--- START GIVEN TEXT ---

These numbers seem much more in line with what I was expecting.
 
Voltage was generated by my laptop then amplified by a 4p1l driven 6p36s capacitor coupled to the primary. Current was measured by a 10 ohm sense resistor in series with the winding and measured using a Fluke 115 true RMS multimeter. Driving voltage was monitored for consistent 240Vpp with an oscilloscope.

Current measurements are as follows:

20Hz 3mA
30Hz 2.8mA
40Hz 2.6mA
50Hz 2.5mA
60Hz 2.4mA
70Hz 2.3ma
 
The intended application wouldn't be very useful at 10x less voltage. The transformer is used as an output transformer for a tube amp. The inductance was calculated at 84.85Vrms as the current was measured in rms. I couldn't tell you the THD figures, but given the inherent distorted nature of a SET amplifier, I would say these results are pretty "real world" and more applicable to the task at hand.
 
If you only have a Fluke 115 then yes any measurements with that will get a bit suspect if voltage is below about 10mV due to accuracy (given you were measuring 23-30mVrms levels), but also would be of concern if the distortion level was substantial, even though the 115 has a frequency range out to 0.5-1kHz.

--- END GIVEN TEXT ---
--- START LISTED ENTRIES ---

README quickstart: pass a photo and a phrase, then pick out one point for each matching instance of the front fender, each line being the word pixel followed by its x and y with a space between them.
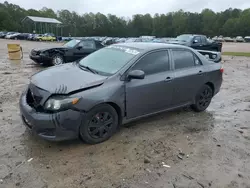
pixel 106 93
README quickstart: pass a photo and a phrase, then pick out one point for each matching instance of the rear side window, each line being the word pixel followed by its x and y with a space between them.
pixel 183 59
pixel 153 63
pixel 198 39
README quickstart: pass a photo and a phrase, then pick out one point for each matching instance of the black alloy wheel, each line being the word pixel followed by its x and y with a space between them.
pixel 203 99
pixel 99 125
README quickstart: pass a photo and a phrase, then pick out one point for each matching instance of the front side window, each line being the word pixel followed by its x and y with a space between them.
pixel 87 44
pixel 153 63
pixel 183 59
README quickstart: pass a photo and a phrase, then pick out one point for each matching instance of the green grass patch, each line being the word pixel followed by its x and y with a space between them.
pixel 246 54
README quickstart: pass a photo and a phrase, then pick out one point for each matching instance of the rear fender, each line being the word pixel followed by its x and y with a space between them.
pixel 211 55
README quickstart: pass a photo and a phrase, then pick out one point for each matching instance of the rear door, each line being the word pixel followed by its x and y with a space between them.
pixel 84 48
pixel 154 92
pixel 189 76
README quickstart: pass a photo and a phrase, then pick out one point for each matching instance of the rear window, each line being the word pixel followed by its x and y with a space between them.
pixel 183 59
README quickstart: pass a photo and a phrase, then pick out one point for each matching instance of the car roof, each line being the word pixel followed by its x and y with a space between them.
pixel 147 46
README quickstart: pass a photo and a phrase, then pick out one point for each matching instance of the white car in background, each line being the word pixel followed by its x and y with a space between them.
pixel 11 35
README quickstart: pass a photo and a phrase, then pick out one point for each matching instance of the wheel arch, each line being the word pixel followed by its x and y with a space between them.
pixel 114 105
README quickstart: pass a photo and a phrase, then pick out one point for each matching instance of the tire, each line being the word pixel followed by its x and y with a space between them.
pixel 203 99
pixel 57 59
pixel 94 130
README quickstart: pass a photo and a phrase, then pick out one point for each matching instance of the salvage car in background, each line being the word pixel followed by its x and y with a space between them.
pixel 240 39
pixel 46 37
pixel 115 85
pixel 69 52
pixel 20 36
pixel 3 34
pixel 197 42
pixel 10 35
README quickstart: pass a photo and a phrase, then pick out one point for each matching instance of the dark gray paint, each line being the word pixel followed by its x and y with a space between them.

--- END LISTED ENTRIES ---

PARTS OF THE EXERCISE »
1. Answer these from the text about the transformer measurements above:
(a) What value of sense resistor was placed in series with the winding?
(b) What current was measured at 50Hz?
(c) What is the transformer used for?
2. Pick up the text about the transformer measurements right after its final sentence and keep it going.

EXPECTED RESULTS »
1.
(a) 10 ohm
(b) 2.5mA
(c) It is used as an output transformer for a tube amp.

2.
Your Siglent scope may provide better accuracy if you want to reduce the excitation voltage, but still use an insignificant current sense resistance (10 ohm compared to primary winding ESR of 50 ohm). You could cross-compare at the 240Vpp level with the Fluke.

When presenting results on a forum, many of us happily relate to measurements made using a sinewave for excitation (eg. within a % or 2 of distortion), and at low rms voltage of 5 to 20V, and at a standard mains frequency. That then allows comparison with how other output transformers are typically specified.

That seemingly low test voltage level (5-20Vrms) is also useful for stability assessment for those amplifiers with global feedback - again due to comparison with other amps and their OT's.

The concern is that if results are presented using a very distorted excitation waveform, then there is some doubt as to whether the test setup/measurement has some gremlin in it, or whether there is any useful information in the measurement results (apart from knowing the transformer doesn't have a fault, and has sufficient inductance to keep magnetising current at an acceptable level at the rated mains AC voltage and frequency - ie. the primary purpose of a power transformer).
 
I will measure again at a lower voltage this evening. The lower voltage means I can remove a gain stage, and with that I can use a lower distortion signal. I was having trouble measuring current at 20Vrms yesterday, even with the scope, before I had to stop testing.
 
Multimeter in ac current mode in series with winding, should be reliable.

I stopped buying $30 multimeter fuses years ago... hahahahaha, so no dice on that route. Anyways, I ended up trusting Ohm's Law, and popped in a 10K resistor in series with the winding to get above the noise floor, instead of fighting it. Take these results as you may...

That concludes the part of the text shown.